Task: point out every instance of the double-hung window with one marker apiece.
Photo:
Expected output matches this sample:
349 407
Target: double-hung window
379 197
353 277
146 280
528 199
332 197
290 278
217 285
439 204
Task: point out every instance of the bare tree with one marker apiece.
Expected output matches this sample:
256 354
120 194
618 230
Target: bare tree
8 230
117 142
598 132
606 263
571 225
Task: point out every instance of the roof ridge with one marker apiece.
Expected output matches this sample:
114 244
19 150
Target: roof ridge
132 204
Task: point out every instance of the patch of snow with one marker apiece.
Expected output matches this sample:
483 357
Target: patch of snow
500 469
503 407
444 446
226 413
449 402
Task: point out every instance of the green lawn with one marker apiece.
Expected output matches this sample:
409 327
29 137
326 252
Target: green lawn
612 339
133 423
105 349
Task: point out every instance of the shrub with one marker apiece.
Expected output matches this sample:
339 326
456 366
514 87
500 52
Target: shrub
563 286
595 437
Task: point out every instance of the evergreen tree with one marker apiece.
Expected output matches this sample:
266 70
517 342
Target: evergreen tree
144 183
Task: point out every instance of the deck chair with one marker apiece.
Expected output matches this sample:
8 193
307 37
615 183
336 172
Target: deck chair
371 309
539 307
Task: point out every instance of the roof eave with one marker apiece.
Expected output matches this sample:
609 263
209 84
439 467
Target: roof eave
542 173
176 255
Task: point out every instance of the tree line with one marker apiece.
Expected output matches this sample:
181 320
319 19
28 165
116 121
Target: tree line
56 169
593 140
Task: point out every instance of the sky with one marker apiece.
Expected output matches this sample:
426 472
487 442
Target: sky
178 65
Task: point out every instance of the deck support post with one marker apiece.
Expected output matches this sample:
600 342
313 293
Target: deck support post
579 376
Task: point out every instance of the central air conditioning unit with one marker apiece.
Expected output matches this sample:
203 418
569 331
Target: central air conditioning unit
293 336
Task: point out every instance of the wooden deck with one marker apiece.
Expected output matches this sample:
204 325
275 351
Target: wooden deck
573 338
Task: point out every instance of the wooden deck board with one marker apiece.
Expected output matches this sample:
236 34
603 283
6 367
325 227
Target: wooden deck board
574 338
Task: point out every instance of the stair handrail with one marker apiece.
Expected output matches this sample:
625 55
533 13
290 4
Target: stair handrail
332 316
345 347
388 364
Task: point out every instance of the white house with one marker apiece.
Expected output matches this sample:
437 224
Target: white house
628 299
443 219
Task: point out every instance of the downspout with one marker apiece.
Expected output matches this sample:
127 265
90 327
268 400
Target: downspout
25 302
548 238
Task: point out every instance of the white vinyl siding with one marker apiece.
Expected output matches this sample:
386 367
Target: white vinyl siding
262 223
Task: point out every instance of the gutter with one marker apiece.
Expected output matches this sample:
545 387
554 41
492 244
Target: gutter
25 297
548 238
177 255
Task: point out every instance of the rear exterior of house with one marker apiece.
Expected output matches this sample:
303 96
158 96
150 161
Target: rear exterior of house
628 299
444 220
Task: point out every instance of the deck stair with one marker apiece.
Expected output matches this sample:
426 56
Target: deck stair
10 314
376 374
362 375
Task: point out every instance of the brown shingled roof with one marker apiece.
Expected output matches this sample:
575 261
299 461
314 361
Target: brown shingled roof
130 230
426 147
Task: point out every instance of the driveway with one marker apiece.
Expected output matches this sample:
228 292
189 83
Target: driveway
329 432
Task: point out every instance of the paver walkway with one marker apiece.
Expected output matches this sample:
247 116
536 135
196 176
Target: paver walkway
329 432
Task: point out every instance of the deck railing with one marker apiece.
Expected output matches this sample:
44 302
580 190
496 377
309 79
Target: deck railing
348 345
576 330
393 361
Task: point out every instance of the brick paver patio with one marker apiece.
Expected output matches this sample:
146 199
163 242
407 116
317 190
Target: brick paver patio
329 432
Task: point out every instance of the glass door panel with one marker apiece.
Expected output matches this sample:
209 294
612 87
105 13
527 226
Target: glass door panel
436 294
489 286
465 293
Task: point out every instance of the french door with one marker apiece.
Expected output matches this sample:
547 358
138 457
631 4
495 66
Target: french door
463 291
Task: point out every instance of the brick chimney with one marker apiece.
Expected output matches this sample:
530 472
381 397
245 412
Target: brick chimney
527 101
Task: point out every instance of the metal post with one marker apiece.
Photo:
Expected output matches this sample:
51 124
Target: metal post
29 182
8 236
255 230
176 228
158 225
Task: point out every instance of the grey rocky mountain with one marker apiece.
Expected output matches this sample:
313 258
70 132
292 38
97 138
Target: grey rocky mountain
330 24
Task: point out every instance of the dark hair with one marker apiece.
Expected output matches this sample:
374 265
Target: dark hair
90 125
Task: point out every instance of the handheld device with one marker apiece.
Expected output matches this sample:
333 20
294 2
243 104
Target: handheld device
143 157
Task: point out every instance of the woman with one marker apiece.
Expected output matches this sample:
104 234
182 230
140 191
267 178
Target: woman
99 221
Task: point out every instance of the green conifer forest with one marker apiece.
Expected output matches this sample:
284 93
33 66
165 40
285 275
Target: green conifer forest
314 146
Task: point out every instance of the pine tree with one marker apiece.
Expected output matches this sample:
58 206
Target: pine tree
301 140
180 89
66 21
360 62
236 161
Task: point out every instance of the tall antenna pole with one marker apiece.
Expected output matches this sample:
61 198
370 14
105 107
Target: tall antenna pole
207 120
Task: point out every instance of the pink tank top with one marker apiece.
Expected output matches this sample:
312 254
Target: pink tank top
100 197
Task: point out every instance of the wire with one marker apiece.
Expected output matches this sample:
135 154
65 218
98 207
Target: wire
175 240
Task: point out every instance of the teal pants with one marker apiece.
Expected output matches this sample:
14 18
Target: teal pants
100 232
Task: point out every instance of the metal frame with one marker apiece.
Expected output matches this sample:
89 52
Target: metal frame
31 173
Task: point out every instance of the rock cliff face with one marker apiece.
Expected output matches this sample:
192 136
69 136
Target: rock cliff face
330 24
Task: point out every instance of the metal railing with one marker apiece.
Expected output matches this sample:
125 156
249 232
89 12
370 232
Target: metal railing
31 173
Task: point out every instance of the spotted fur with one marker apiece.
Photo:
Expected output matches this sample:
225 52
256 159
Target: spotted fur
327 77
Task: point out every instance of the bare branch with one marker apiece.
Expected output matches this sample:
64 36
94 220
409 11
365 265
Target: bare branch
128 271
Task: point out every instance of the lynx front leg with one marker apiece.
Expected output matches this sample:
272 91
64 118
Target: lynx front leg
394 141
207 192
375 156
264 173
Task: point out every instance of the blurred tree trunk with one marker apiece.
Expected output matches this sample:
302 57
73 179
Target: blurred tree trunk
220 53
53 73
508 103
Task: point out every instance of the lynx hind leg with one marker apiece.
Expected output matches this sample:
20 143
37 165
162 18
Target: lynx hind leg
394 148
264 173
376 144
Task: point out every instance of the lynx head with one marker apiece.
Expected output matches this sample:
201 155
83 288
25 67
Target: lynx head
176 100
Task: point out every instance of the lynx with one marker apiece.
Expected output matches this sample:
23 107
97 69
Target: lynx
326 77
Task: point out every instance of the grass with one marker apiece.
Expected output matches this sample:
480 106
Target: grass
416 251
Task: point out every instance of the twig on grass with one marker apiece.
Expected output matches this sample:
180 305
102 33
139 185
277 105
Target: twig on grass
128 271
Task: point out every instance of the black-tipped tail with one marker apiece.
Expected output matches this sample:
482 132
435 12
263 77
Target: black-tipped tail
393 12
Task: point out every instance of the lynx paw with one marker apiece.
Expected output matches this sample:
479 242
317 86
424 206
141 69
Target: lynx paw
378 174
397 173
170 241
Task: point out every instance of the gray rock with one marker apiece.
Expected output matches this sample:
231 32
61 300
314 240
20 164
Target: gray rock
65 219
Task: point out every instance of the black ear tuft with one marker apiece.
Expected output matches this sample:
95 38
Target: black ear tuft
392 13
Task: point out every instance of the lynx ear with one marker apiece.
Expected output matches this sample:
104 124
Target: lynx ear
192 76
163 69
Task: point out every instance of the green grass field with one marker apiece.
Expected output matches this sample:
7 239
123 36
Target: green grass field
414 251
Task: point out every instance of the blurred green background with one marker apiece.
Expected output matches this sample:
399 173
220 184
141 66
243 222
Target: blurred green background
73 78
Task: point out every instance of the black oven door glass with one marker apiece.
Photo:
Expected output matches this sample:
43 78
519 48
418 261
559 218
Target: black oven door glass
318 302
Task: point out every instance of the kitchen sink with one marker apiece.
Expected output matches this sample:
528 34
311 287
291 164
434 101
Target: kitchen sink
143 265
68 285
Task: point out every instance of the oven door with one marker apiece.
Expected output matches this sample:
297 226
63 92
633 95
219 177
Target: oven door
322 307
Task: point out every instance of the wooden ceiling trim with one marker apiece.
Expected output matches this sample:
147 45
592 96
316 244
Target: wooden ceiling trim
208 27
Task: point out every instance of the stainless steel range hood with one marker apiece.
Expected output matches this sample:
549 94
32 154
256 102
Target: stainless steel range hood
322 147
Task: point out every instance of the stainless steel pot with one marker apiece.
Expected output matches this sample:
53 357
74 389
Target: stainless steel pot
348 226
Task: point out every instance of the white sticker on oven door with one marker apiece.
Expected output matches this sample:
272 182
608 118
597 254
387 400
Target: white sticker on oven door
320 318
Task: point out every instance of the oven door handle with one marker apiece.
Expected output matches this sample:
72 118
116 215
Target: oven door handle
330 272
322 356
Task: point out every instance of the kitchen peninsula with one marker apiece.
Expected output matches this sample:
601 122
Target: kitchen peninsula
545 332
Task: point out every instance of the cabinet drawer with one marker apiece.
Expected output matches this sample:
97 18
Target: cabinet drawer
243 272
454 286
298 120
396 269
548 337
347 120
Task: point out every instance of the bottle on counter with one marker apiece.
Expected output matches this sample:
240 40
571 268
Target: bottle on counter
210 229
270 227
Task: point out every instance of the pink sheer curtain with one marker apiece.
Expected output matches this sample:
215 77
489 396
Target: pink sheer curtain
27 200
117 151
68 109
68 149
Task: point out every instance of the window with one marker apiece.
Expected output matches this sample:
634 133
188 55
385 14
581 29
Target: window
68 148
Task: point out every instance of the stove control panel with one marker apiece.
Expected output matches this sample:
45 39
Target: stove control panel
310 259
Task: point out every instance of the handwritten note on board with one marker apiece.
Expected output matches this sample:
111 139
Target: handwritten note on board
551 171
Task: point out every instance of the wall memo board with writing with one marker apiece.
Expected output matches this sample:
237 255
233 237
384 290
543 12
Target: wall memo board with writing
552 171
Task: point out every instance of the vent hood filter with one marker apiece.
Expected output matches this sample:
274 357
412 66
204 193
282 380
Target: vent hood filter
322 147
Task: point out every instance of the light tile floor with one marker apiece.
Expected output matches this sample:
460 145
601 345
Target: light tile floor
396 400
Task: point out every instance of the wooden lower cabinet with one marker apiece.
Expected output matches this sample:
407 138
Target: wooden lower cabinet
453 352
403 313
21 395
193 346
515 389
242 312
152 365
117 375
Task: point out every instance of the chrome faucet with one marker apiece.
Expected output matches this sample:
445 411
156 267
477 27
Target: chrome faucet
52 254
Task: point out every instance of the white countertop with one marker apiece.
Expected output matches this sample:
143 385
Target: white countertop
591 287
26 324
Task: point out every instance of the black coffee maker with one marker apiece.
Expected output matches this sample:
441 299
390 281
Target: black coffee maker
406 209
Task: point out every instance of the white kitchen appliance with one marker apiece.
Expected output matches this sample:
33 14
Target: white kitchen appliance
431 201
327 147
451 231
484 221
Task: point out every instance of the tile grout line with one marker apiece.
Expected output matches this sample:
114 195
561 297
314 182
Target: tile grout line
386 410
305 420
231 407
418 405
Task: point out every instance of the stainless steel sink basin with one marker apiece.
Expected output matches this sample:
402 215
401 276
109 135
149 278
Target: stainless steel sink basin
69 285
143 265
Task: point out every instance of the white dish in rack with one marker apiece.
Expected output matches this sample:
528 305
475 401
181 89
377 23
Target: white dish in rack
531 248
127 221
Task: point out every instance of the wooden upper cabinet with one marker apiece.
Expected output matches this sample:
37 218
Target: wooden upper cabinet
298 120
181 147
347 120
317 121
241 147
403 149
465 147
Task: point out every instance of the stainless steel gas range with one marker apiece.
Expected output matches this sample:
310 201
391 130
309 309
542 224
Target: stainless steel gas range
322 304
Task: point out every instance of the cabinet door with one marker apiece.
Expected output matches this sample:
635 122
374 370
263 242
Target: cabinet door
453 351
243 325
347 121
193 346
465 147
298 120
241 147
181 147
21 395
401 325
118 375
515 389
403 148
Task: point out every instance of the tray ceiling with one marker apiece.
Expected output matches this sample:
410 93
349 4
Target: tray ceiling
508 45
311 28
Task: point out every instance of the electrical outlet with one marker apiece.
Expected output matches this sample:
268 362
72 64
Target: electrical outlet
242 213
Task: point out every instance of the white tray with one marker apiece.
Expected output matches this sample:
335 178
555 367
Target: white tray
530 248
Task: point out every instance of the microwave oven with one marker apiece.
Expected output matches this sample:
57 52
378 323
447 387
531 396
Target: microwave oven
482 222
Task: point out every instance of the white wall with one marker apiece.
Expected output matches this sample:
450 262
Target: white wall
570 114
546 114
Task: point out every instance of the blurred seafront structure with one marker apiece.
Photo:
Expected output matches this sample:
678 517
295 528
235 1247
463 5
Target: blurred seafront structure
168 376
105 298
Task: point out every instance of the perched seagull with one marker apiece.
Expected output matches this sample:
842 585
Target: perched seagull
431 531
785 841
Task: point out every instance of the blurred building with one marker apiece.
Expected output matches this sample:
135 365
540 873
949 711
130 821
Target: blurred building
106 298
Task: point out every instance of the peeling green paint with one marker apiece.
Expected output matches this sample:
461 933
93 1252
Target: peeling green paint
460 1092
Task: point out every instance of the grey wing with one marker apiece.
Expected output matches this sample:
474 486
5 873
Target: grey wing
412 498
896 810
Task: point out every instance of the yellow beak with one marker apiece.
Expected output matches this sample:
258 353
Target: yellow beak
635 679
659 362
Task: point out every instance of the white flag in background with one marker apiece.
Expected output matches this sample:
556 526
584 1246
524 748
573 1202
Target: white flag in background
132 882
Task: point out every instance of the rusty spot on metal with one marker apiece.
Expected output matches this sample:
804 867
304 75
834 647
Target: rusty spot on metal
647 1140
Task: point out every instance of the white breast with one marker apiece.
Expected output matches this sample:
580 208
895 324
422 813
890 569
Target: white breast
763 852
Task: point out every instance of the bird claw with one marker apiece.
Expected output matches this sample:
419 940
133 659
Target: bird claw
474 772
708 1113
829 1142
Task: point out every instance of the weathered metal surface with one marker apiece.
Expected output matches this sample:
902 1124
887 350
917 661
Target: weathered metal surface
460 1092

Goal: Copy only this span: the line that contains "Task: point out every instance of the peeling", the last line, and every line between them.

Result of this task:
Task: point out every instance of the peeling green paint with one marker apiece.
Expected output matches this sample:
461 933
93 1252
Target: peeling green paint
460 1092
Task: point out every instance of the grey wing with one marker apiece.
Expected output matches this sample:
474 486
5 873
Target: grey wing
412 498
896 810
Task: point out every instance of the yellow beak with one marker apiece.
Expected output matches this sample:
258 353
Target: yellow beak
635 679
659 362
Task: point out every instance of the white flag in background with one marker apiece.
Expected output matches this sample:
556 526
584 1246
524 748
573 1202
Target: white flag in background
132 882
Task: point out every instance of the rusty spot on metal with one marker apiece.
Expected output matches this sample:
804 867
304 75
834 647
Target: rusty spot on metal
647 1140
Task: point out every instance of the white breast with one marker apiece.
Expected output matches this sample:
580 208
895 324
422 813
890 569
Target: white breast
763 852
Task: point out every instance of the bird claw with one marker apiece.
Expected output matches this sample:
419 940
133 659
Target: bird claw
474 772
708 1113
829 1142
Task: point out every instance of the weathered metal surface with one marker apiece.
Expected output matches this sample:
902 1124
887 350
917 661
Target: weathered metal surface
460 1092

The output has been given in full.